▶ _Consigne_: Recopiez mot pour mot, dans l'extrait ci-dessous sur le professeur d'espagnol et les trésors d'Oran, le passage qui va de « Quand vint la » jusqu'à « soif de connaissances. ».

▶ _Extrait choisi_:
=-=-=
J'avais en classe de quatrième, comme professeur d'espagnol, un homme dont la grande culture allait de pair avec une immense bonté et une profonde humanité. Proche de la cinquantaine, s'aidant de béquilles en raison d'une infirmité, Monsieur Pastor (ainsi s'appelait-il), jouissait de la considération générale. Il avait toujours quelques mots pour détendre l'atmosphère lorsqu'il sentait ses élèves se stresser chaque trimestre à mesure que se rapprochait la date de la fameuse composition écrite, " el susto " (la peur) comme il le disait si bien. Sous son aile rassurante, je figurais parmi les meilleurs " hispanisants " du lycée, ce qui pour un Oranais dont les aïeux étaient Andalous constituait la moindre des choses.
Quand vint la distribution des prix, je reçus en récompense de mon travail un ouvrage sur les trésors disparus de l'ancien empire colonial espagnol. Monsieur Pastor m'indiqua qu'il avait veillé personnellement au choix de cet ouvrage, m'assurant que celui-ci comblerait ma soif de connaissances.

Les trésors d'Oran
A dire vrai, le bouquin qui faisait deux cents pages avec de nombreux croquis aiguisa ma curiosité. L'un de ses chapitres évoquait les richesses d'Oran au temps du préside espagnol entre les XVIe et XVIIIe siècles. La force du sentiment religieux était si intense que la ville regorgeait, dans ses églises et monastères, de statues, de tableaux, d'objets et d'ornements incrustés d'or et d'argent. Combien tout cela valait-il ? Peut-être plus de dix millions de nos euros actuels. Malgré la modicité de ses revenus, le clergé présidait avec apparat aux cérémonies du culte. Le vicaire étrenna, à la huitième semaine après la Fête-Dieu en 1754, un costume sacerdotal de toile dorée, fruit d'une donation de l'archevêque de Tolède qui avait déboursé 573.882 maravedís pour sa fabrication dans un atelier de Valence (à titre comparatif la conquête d'Oran qui mobilisa 15.000 soldats en 1509 coûta 30 millions et demi de maravedís à son instigateur, le cardinal Jimenez de Cisneros).
=-=-=
(Entrées d'un jeu d'annotations par points)
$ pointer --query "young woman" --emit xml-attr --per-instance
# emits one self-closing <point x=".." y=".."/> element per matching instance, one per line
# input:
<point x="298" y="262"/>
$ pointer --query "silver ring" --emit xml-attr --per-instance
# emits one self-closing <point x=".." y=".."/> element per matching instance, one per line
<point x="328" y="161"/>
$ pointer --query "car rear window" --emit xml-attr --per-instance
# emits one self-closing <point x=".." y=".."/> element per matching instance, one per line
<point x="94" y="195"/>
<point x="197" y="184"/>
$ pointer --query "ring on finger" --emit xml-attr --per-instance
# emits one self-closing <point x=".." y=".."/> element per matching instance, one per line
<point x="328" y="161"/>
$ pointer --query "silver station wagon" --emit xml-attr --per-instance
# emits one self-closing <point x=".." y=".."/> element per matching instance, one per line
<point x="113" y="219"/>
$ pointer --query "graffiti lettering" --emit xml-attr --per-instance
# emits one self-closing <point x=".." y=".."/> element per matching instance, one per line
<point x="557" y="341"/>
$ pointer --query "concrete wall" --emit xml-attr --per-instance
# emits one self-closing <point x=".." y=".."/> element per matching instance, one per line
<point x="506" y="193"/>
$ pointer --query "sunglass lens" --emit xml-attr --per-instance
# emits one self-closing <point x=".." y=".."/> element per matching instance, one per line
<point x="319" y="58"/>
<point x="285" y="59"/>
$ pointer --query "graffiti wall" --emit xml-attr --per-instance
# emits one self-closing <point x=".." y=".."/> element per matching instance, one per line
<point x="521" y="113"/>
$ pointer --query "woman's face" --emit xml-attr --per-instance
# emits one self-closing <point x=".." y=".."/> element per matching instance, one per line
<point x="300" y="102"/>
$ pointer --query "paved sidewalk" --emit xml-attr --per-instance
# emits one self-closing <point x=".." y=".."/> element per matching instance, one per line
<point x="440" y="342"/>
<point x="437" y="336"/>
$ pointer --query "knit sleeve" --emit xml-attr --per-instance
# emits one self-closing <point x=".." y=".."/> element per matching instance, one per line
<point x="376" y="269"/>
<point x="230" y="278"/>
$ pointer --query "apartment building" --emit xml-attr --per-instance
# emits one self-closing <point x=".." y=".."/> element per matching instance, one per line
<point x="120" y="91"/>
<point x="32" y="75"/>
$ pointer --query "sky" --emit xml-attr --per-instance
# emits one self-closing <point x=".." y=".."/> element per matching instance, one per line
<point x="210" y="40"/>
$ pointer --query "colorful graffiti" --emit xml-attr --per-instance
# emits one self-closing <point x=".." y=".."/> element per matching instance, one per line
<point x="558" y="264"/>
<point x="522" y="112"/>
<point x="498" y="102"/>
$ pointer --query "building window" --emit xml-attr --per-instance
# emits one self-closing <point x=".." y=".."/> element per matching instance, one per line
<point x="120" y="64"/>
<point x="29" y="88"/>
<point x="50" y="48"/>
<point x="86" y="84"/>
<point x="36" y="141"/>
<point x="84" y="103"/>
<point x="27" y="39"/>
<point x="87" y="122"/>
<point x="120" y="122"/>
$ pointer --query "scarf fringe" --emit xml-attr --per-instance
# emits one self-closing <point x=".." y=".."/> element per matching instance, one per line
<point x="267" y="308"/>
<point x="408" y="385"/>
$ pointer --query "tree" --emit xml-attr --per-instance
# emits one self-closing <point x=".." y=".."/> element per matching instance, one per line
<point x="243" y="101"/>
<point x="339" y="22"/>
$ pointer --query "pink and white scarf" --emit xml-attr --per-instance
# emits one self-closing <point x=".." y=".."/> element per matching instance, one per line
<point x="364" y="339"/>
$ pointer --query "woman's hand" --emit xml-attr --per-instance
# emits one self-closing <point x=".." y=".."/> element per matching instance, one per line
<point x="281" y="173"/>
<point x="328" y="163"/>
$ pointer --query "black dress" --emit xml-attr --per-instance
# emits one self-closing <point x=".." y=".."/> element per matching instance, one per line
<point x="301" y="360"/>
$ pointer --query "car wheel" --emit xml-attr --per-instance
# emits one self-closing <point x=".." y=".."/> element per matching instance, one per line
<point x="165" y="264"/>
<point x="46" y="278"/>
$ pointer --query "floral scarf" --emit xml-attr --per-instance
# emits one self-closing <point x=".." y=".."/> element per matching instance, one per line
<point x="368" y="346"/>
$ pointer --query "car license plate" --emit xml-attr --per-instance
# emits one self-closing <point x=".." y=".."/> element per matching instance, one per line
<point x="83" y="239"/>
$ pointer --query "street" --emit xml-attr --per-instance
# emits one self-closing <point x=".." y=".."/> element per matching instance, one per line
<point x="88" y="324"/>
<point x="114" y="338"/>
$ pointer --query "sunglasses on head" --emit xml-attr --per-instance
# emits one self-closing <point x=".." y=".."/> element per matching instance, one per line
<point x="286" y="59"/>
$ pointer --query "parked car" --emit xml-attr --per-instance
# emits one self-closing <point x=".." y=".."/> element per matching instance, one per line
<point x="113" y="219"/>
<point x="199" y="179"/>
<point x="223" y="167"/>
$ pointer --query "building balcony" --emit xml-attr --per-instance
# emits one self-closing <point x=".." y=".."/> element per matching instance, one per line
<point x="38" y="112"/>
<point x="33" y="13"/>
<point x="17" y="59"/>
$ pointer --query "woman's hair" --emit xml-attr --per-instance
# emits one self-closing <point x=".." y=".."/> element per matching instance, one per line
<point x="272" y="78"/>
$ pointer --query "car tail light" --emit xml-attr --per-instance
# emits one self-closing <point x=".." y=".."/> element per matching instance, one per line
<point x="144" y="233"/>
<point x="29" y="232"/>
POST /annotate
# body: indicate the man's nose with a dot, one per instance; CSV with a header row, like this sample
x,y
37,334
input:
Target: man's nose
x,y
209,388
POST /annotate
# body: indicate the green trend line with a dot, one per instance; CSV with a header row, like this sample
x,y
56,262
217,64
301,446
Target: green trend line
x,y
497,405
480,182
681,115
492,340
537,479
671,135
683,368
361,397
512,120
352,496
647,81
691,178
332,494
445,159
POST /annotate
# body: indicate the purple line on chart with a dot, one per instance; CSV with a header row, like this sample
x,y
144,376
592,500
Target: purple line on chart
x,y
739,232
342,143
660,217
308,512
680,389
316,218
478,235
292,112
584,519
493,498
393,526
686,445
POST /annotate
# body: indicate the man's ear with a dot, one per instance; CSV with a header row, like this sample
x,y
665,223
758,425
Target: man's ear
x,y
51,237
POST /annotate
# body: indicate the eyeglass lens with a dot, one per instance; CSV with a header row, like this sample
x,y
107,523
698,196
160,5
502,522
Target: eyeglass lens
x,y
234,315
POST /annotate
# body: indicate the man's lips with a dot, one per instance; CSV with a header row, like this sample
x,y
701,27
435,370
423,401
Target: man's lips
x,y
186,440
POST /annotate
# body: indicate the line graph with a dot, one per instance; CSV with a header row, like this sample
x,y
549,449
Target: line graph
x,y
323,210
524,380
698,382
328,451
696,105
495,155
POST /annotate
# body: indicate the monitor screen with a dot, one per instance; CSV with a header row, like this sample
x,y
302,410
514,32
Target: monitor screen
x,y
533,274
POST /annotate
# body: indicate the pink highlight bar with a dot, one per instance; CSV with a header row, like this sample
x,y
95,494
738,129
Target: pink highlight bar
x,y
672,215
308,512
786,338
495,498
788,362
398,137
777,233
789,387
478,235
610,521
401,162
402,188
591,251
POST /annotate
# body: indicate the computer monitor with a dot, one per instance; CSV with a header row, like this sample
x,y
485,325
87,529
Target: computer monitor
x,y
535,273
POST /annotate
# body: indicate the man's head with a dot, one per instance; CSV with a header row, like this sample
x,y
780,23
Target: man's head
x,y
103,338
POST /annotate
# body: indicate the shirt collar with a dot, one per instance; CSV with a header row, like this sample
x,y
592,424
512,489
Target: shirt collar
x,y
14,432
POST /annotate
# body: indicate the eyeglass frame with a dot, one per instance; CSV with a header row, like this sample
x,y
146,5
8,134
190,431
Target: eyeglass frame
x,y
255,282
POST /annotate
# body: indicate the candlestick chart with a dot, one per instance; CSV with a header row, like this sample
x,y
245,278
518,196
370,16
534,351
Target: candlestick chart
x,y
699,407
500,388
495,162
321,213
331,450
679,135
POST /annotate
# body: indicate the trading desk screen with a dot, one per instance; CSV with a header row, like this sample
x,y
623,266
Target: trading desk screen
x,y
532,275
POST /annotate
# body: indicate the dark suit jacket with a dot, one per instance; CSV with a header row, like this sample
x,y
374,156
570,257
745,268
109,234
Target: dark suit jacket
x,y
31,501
=-=-=
▶ _Réponse attendue_:
Quand vint la distribution des prix, je reçus en récompense de mon travail un ouvrage sur les trésors disparus de l'ancien empire colonial espagnol. Monsieur Pastor m'indiqua qu'il avait veillé personnellement au choix de cet ouvrage, m'assurant que celui-ci comblerait ma soif de connaissances.